• _BACAAN_:
===============
Organisasi pelajar di Indonesia ini cukup banyak; ada Pelajar Islam
Indonesia (PII) yang berafiliasi ke Ormas Masyumi, Ikatan Pelajar
Muhammadiyah (IPM), Ikatan Pelajar Nahdlatul Ulama (IPNU), Ikatan
Pelajar Putri Nahdlatul Ulama (IPPNU), dll. Lantas, kemana mereka selama
ini ? mengapa tidak ada di dalam sekolah seperti OSIS dan Pramuka ?
Sesungguhnya organisasi – organisasi tersebut, dahulu berada di
lingkungan sekolah dan menjadi salah satu pilihan bagi setiap siswa
dalam rangka mengembangkan minat dan bakat yang sudah barang tentu
disesuaikan dengan keyakinan yang mereka anut. Selain sebagai media
pengembangan diri melalui minat dan bakat, mencari pengalaman,
menyalurkan hobi, organisasi – organisasi ini juga menjadi sumber
inspirasi bagi para aktifis dan anggotanya untuk melakukan pembacaan
kritis terhadap pemerintah atas situasi dan kondisi pendidikan di
Indonesia, baik pada ranah kualitas maupun ketersediaan sarana dan
prasarana pendidikan. Melalui organisasi – organisasi ini pulalah telah
lahir banyak sekali pemimpin, tokoh, akademisi, pemikir yang saat ini
duduk sebagai petinggi negeri ini baik pada jalur partai politik,
birokrasi, maupun jalur lainnya.
===============
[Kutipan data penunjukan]
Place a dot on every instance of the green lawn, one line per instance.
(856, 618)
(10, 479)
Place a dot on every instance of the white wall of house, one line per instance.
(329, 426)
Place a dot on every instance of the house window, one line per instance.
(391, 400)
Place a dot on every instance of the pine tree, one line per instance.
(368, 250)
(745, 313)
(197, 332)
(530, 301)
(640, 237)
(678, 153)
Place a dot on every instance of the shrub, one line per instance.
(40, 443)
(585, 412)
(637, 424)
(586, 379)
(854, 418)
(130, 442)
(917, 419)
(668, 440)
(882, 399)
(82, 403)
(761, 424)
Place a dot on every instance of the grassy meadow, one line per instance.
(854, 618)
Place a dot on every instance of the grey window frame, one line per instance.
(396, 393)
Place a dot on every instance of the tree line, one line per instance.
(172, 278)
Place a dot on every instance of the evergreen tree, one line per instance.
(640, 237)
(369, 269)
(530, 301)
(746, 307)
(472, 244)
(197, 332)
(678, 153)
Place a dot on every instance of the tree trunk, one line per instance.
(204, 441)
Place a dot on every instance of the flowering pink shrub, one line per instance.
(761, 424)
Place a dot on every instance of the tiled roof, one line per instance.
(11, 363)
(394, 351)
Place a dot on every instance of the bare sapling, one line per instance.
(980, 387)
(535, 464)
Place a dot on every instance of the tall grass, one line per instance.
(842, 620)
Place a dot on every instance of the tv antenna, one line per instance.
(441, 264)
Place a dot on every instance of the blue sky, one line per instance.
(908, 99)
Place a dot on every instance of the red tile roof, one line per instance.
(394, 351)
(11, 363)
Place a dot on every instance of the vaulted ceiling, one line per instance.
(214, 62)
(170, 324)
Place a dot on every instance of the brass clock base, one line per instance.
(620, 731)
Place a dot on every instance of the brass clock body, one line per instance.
===============
• _TUGAS ANDA_:
1 > Sebutkan semua organisasi pelajar yang namanya disebut dalam bacaan tentang organisasi pelajar di Indonesia, lengkap dengan singkatannya.
2 > Jawablah pertanyaan berikut berdasarkan bacaan tentang organisasi pelajar di Indonesia.
(a) Ke ormas mana PII berafiliasi?
(b) Dua organisasi apa yang disebut ada di dalam sekolah?
(c) Pada dua ranah apa pembacaan kritis terhadap pemerintah atas pendidikan di Indonesia dilakukan?
3 > Tuliskan lanjutan bacaan tentang organisasi pelajar di Indonesia, dimulai sesudah kalimat terakhirnya.

• _JAWABAN TERTULIS_:
1 >
Pelajar Islam Indonesia (PII)
Ikatan Pelajar Muhammadiyah (IPM)
Ikatan Pelajar Nahdlatul Ulama (IPNU)
Ikatan Pelajar Putri Nahdlatul Ulama (IPPNU)

2 >
(a) Ormas Masyumi.
(b) OSIS dan Pramuka.
(c) Ranah kualitas serta ranah ketersediaan sarana dan prasarana pendidikan.

3 >
Hal tersebut juga dialami oleh IPNU. Keberadaan IPNU yang lahir pada
tanggal 24 Februari 1954 dan lahir tanggal 2 Maret 1955 sesungguhnya
merupakan organisasi pelajar yang besar dan berwibawa. Bahkan Muktamar
IPNU yang pertama tanggal 28 Februari 1955 di Malang, presiden Soekarno
dan pejabat tinggi lainnya seperti wakil perdana menteri dan menteri
agama, menyempatkan hadir pada saat pembukaan. Hal ini membuktikan bahwa
IPNU dan sebagai anak kandung Nahdlatul Ulama mempunyai makna dan
peran yang besar terutama saham atas berdiri dan tegaknya NKRI di era
perjuangan dan awal-awal kemerdekaan Indonesia.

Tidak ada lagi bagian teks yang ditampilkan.